Excerpts from a segmentation dataset
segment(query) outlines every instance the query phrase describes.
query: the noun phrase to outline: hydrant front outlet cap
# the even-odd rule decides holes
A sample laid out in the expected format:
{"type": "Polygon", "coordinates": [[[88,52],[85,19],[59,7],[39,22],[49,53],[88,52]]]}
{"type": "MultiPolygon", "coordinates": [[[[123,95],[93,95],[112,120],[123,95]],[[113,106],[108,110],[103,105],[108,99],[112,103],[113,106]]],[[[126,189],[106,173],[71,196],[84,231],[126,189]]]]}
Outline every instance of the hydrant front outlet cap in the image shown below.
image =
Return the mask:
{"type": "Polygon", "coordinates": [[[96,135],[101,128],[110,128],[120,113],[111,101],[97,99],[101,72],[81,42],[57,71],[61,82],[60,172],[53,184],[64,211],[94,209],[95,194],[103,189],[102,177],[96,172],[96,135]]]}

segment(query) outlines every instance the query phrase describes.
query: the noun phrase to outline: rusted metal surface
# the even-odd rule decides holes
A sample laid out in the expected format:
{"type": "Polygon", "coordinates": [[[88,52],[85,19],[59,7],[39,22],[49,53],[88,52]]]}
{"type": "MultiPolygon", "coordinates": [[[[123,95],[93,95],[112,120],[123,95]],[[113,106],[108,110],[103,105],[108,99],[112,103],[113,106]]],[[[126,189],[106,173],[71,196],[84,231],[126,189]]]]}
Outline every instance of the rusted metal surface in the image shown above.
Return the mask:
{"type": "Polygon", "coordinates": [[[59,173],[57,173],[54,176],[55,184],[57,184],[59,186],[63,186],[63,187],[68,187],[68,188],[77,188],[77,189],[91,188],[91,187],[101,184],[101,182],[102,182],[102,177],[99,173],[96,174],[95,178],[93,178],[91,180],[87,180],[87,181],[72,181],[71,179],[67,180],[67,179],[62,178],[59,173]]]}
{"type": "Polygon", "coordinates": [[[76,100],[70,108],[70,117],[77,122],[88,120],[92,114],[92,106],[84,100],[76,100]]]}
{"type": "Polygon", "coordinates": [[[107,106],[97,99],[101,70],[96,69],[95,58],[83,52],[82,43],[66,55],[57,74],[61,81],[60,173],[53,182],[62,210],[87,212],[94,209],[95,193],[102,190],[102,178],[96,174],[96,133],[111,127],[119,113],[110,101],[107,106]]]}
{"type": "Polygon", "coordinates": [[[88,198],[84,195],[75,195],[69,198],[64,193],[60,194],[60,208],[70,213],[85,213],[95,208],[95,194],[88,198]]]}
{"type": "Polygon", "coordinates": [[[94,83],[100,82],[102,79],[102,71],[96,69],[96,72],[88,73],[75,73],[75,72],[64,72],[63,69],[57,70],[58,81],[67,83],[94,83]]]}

[TASK INSTRUCTIONS]
Please pull out every line of the records above that contains the string "query". Case counts.

[TASK ANSWER]
segment(query) outlines every instance the query phrase describes.
query: the noun phrase to outline: hydrant front outlet cap
segment(query) outlines every instance the query phrase describes.
query: the noun phrase to outline: rusted metal surface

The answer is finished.